START RECORDS SUPPLIED
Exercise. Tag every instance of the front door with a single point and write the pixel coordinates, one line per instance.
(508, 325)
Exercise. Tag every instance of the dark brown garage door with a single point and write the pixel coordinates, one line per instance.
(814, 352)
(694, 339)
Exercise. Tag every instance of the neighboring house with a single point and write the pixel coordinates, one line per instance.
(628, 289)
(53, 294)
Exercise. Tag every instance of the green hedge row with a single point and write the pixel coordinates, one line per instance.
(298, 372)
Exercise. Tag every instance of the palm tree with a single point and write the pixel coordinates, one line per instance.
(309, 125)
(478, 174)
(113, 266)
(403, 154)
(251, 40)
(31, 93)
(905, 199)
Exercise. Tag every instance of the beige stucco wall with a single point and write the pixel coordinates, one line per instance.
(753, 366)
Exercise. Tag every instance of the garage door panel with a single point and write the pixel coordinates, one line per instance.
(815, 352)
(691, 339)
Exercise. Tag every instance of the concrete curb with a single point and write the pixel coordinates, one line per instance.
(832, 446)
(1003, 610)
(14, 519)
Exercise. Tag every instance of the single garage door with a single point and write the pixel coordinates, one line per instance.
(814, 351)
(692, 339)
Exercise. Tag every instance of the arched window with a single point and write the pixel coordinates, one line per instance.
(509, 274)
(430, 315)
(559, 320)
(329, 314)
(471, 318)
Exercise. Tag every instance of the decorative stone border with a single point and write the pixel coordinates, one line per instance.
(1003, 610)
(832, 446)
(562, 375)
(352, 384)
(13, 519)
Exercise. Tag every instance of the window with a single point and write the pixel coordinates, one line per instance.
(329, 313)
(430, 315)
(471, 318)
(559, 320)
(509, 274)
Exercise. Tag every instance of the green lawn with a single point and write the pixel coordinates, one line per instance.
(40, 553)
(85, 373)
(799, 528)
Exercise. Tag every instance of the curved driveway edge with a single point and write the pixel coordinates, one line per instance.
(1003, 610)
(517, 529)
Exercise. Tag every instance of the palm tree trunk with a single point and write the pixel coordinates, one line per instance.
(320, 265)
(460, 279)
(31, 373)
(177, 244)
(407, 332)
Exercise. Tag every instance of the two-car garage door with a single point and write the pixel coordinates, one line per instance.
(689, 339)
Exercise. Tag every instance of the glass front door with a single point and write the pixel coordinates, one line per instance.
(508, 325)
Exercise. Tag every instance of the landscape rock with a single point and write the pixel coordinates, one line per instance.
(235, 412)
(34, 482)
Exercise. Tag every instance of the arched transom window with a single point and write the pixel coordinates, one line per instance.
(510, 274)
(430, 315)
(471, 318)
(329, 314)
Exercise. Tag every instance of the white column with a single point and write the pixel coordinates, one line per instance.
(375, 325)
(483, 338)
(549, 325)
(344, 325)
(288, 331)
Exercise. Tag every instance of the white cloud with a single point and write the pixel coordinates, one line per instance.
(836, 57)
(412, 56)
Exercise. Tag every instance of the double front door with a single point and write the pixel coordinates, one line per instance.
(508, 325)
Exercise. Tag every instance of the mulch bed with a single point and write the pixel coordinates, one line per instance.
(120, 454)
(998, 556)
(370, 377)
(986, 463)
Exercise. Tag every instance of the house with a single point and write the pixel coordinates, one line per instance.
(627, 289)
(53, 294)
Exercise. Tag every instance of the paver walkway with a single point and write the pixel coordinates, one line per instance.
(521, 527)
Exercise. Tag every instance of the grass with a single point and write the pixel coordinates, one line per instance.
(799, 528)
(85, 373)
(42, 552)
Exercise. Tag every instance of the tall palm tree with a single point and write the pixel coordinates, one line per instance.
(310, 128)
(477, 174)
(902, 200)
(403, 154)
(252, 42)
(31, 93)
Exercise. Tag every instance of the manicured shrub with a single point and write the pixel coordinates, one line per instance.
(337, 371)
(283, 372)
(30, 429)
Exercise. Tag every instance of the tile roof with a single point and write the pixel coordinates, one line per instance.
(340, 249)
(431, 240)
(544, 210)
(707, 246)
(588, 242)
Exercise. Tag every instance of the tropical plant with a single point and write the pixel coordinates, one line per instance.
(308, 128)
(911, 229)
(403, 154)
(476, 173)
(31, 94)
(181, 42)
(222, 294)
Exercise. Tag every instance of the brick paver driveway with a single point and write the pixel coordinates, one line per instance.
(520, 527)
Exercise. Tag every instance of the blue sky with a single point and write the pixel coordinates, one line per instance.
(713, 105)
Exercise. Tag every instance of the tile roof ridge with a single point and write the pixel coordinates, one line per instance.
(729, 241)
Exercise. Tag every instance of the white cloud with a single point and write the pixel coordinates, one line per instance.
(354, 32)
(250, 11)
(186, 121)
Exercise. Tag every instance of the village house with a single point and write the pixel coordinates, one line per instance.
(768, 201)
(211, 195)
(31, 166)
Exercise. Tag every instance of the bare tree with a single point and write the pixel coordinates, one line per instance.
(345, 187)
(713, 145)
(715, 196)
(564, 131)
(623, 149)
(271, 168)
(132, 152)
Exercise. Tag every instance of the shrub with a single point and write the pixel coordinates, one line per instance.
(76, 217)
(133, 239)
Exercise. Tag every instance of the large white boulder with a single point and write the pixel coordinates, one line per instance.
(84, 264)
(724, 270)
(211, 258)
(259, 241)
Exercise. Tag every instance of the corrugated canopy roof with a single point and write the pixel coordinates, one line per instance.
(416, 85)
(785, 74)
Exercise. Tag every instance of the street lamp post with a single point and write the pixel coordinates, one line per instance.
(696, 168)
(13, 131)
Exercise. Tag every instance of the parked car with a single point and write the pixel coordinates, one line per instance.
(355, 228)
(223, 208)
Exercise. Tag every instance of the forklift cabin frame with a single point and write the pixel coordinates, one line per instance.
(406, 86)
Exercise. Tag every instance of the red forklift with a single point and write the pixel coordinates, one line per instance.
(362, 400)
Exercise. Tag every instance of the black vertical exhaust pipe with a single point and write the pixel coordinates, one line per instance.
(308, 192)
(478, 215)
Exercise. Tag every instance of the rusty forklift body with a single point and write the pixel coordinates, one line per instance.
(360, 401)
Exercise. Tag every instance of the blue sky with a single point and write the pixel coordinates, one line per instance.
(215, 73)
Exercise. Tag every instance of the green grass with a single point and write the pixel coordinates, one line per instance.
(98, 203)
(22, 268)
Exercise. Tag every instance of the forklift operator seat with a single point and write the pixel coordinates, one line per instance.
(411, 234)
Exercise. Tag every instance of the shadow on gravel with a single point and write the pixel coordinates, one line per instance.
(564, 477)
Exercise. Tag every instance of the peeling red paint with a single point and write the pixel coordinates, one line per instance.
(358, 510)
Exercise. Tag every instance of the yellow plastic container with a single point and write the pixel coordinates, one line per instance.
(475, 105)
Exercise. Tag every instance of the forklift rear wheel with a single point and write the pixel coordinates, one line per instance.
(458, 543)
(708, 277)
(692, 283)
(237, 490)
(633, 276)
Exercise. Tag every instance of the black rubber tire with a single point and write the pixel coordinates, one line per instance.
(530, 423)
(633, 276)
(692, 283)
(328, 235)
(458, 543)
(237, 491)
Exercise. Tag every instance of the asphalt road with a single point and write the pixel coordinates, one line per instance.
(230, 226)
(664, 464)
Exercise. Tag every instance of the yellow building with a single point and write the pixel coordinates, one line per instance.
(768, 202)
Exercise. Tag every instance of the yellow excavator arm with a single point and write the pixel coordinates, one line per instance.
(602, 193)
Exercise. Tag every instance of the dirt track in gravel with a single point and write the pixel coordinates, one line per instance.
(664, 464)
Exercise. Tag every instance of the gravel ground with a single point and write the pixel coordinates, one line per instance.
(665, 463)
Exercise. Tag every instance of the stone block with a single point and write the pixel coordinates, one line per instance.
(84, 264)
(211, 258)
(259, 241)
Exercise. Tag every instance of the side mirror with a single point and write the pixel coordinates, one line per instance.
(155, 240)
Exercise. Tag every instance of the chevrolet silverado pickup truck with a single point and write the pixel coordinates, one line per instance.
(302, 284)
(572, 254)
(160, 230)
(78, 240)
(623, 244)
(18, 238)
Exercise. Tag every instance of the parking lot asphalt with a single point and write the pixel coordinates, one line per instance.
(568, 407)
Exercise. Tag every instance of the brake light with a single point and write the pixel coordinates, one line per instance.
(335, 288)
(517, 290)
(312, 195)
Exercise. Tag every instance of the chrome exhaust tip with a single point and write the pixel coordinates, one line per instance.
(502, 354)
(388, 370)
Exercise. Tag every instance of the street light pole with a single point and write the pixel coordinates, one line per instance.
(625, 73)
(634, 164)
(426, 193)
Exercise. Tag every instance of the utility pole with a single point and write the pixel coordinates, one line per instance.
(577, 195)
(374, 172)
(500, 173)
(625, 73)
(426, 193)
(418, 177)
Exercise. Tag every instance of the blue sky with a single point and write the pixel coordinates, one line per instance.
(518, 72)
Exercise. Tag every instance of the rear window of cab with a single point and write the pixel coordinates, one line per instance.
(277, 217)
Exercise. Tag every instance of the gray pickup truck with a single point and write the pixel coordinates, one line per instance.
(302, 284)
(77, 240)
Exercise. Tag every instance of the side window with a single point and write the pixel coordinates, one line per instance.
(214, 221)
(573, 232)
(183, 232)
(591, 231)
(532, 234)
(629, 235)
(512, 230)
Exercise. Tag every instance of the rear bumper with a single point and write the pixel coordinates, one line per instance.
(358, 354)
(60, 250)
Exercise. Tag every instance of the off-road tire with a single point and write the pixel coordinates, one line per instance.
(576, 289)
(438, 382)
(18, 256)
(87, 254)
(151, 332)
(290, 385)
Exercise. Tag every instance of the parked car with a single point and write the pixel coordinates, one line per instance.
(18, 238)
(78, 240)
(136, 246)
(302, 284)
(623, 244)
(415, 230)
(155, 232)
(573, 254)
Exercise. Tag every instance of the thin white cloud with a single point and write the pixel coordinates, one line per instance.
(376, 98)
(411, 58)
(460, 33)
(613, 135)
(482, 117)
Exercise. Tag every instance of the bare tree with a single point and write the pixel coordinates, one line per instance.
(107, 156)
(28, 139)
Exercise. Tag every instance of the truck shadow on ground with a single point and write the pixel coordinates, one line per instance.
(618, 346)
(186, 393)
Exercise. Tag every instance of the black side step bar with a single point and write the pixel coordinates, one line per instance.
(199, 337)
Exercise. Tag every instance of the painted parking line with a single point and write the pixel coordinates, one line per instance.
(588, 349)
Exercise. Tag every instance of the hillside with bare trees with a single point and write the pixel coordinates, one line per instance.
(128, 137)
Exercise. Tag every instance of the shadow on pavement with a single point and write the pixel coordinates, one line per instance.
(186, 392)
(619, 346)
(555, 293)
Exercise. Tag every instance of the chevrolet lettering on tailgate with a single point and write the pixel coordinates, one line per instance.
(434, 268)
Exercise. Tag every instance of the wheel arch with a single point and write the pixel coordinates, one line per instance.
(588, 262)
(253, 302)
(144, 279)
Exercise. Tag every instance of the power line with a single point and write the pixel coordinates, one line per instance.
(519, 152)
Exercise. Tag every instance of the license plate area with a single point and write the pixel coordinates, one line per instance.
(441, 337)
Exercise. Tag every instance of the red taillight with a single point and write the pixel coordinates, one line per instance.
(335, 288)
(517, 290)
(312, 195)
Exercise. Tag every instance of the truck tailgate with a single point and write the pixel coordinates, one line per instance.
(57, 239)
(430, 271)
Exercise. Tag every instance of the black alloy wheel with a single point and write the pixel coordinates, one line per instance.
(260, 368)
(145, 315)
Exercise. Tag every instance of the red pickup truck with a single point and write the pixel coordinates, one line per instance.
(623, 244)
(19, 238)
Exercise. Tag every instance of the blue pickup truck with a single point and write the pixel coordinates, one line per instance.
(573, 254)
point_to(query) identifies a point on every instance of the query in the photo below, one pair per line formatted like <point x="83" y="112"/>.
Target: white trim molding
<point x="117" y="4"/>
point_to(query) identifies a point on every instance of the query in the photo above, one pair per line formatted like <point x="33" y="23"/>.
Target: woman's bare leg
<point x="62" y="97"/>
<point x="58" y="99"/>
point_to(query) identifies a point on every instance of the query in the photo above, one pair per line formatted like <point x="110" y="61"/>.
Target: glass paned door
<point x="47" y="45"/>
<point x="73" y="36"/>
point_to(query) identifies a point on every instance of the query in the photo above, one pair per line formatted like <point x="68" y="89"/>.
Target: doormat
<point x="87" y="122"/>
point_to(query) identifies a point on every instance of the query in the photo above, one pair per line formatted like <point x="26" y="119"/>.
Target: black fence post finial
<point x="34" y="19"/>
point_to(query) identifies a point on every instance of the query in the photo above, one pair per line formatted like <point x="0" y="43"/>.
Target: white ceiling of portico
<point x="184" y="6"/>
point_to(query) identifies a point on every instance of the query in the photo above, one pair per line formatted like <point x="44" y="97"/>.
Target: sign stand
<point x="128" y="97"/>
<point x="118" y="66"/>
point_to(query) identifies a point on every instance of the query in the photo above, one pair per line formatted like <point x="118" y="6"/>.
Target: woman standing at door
END RECORDS SUPPLIED
Tell how many lines in the entries contain the string "like". Give the number and nothing more.

8